**The request**. Set out every line of the entries below as a numbered list, skipping blank lines and leaving the pictures out.

**Dataset excerpts on pointing at objects**.
※
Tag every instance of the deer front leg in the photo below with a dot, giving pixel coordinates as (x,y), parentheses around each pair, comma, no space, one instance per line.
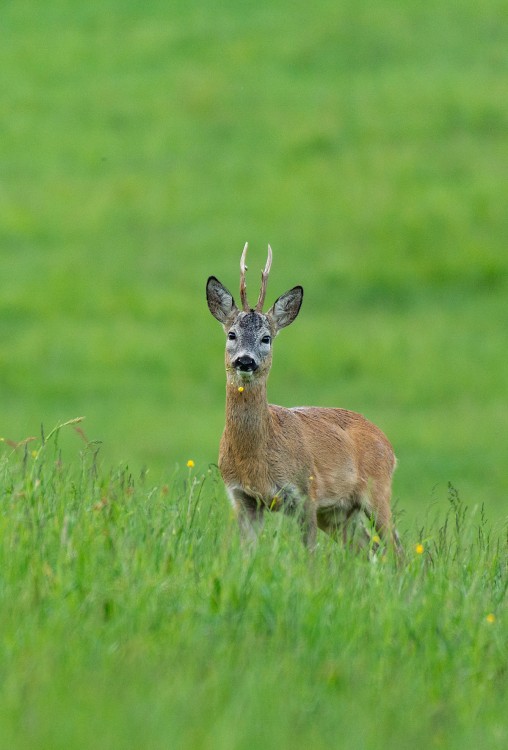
(249,513)
(295,502)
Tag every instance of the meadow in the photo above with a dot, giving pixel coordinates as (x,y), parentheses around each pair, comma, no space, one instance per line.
(141,145)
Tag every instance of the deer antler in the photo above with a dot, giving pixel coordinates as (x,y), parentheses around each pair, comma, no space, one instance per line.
(264,280)
(243,288)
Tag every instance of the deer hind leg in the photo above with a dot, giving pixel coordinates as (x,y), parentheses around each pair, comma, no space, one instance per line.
(249,513)
(376,505)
※
**Output of the exercise**.
1. Tag every instance of the deer front leg in the photo below with a dot, giving pixel coordinates as (x,y), parentheses around each pair, comma, no space, one instance per line.
2. (249,513)
3. (295,502)
4. Tag every instance of the meadow in the photo above with a dot, giving pixel coordinates as (x,y), parentheses around each pair, comma, no space, one instance per line.
5. (141,145)
6. Tag every instance of the deer antler in the photo above with a dot, giving pixel coordinates as (x,y), parentheses around each pair, comma, no space, one instance per line.
7. (264,280)
8. (243,288)
9. Tag every instance of the deer hind leg in the photo above with a dot, giving pixel coordinates as (x,y), parentheses around each pair, comma, no space, one instance per line.
10. (249,513)
11. (376,505)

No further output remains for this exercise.